• **TO DO**
1) Reproduce the passage of the spay and neuter clinic article between "NEW ULM - A" and "to the clinic.", inclusive.
2) According to the spay and neuter clinic article, how many cats and dogs had been brought to the clinic by late Thursday morning?

• **DOCUMENT TEXT**
NEW ULM - A low-cost spay and neuter clinic hosted by Forever Home Animal Sanctuary, Inc. drew cats and dogs from as far away as Fairmont and Brownton on Thursday at Oak Haven Campground.
Suzy Guggisberg, who operates Forever Home Animal Sanctuary in rural New Ulm with her husband Pete, said she was looking for a spay and neuter clinic site when her cousin Kevin Finstad offered a building at Oak Haven Campground.
The clinic was put on by the Minnesota Neuter Assistance Program which offers services to income-qualifying families.
Staff photo by Fritz Busch
Kevin Finstad of New Ulm and MNSNAP (Minnesota Spay Neuter Assistance Program) volunteer Sharon Small of Mankato hold kittens Thursday at a spay and neuter clinic at Oak Haven Campground.
By late Thursday morning, 30 cats and seven dogs were brought to the clinic.
The Forever Home Animal Sanctuary is a non-profit entity that provides long-term or lifetime care for animals that have experienced abuse, neglect, or have other special needs.
Animals at SNAP clinics come from low-income families, shelters and rescue organizations.
"More than 90,000 animals in Minnesota have been spayed or neutered by SNAP to help reduce pet overpopulation," Pete Guggisberg said.

Saved data entries:
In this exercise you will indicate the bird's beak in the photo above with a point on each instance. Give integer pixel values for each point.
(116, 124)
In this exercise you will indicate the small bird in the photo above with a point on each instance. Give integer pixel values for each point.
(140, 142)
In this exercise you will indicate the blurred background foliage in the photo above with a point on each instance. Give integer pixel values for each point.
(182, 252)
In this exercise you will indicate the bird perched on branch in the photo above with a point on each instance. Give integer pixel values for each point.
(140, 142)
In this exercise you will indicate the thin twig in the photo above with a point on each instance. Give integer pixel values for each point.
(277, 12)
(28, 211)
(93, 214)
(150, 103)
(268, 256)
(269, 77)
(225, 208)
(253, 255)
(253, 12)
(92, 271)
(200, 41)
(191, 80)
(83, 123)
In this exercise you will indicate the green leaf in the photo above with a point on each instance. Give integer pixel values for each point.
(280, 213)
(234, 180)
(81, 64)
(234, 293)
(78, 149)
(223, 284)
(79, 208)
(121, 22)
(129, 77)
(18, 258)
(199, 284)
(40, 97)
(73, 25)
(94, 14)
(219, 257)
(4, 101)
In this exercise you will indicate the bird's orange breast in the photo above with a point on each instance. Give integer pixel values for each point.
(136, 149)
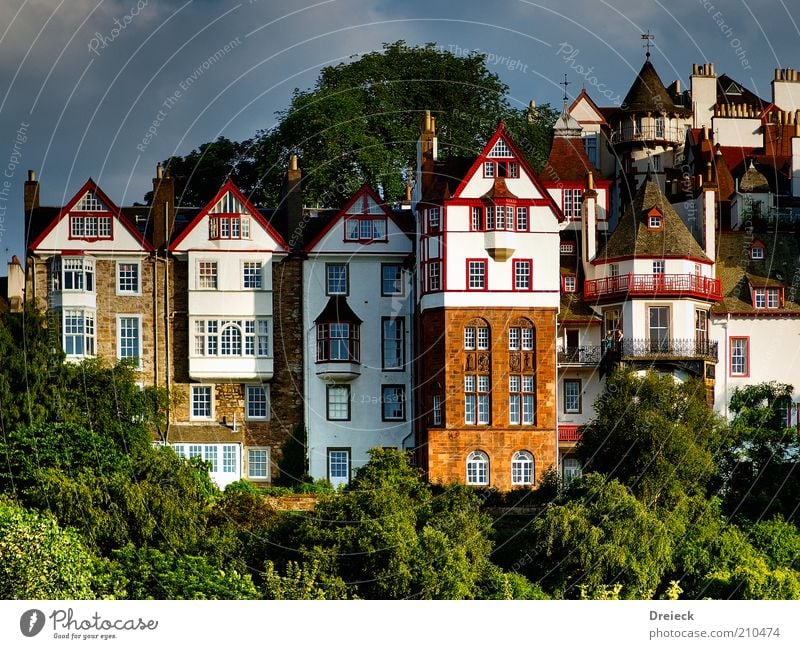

• **ANSWERS TO THE EXERCISE**
1)
NEW ULM - A low-cost spay and neuter clinic hosted by Forever Home Animal Sanctuary, Inc. drew cats and dogs from as far away as Fairmont and Brownton on Thursday at Oak Haven Campground.
Suzy Guggisberg, who operates Forever Home Animal Sanctuary in rural New Ulm with her husband Pete, said she was looking for a spay and neuter clinic site when her cousin Kevin Finstad offered a building at Oak Haven Campground.
The clinic was put on by the Minnesota Neuter Assistance Program which offers services to income-qualifying families.
Staff photo by Fritz Busch
Kevin Finstad of New Ulm and MNSNAP (Minnesota Spay Neuter Assistance Program) volunteer Sharon Small of Mankato hold kittens Thursday at a spay and neuter clinic at Oak Haven Campground.
By late Thursday morning, 30 cats and seven dogs were brought to the clinic.

2) 30 cats and seven dogs.